--- DATASET RECORDS Enclosed Below ---
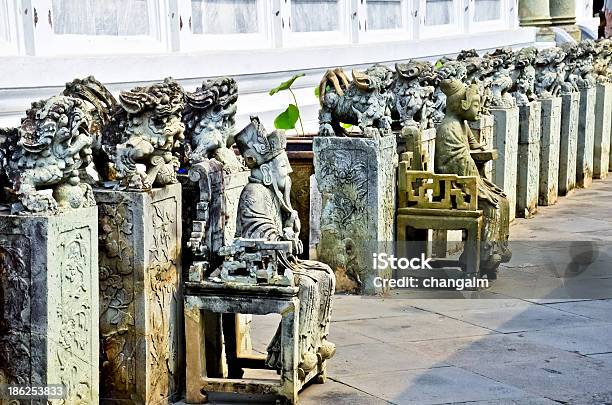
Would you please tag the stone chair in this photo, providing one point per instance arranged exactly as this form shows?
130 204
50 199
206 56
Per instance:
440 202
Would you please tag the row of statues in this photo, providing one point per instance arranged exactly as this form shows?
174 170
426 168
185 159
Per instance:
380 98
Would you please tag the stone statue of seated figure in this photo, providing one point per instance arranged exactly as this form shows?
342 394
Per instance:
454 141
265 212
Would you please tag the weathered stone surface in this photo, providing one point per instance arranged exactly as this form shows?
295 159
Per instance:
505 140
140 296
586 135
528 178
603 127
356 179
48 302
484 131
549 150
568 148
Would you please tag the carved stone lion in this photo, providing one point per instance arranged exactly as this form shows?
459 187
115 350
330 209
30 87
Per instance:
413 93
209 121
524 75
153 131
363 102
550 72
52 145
--- End of Enclosed DATASET RECORDS ---
--- DATASET RECORDS Enclosed Below ---
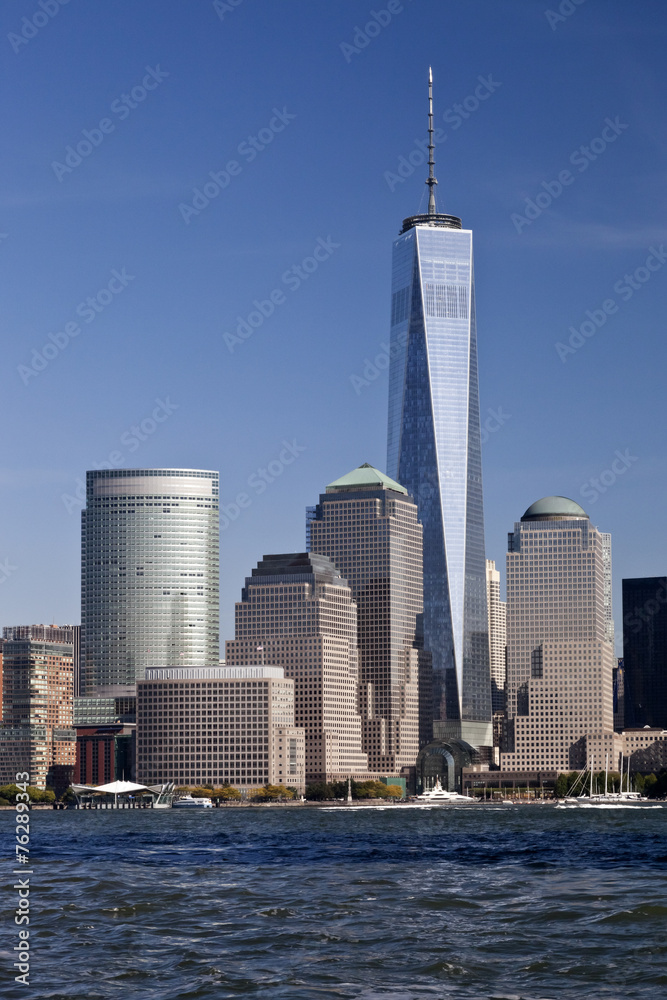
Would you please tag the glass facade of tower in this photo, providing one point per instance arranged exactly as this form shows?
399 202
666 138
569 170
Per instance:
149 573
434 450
--- End of Enclosed DATASET RECORDS ---
• _BRIEF_
Wherever "arranged" appears in the listing, report the line it is on.

• _TASK RESPONSE_
Would you please tag the stone chair in this photo, providing one point per instance arranged exactly as this form shows?
Would you please tag the row of statues in this photo, providing one point per instance arranged exactly as this form shows?
Would you please tag the stone statue of seated figure in this photo, providing one point per instance arranged exactly as this form shows?
Would you please tag the weathered stone surface in this photo, providing one point per instance arranged exactly as this form shows?
Would you please tag the carved stone lion in this photo, providing one point per instance arranged exactly as this form shows?
Would you please tag the glass facade of tower in this photo, providing one point per instance arranged exactly as this form shows?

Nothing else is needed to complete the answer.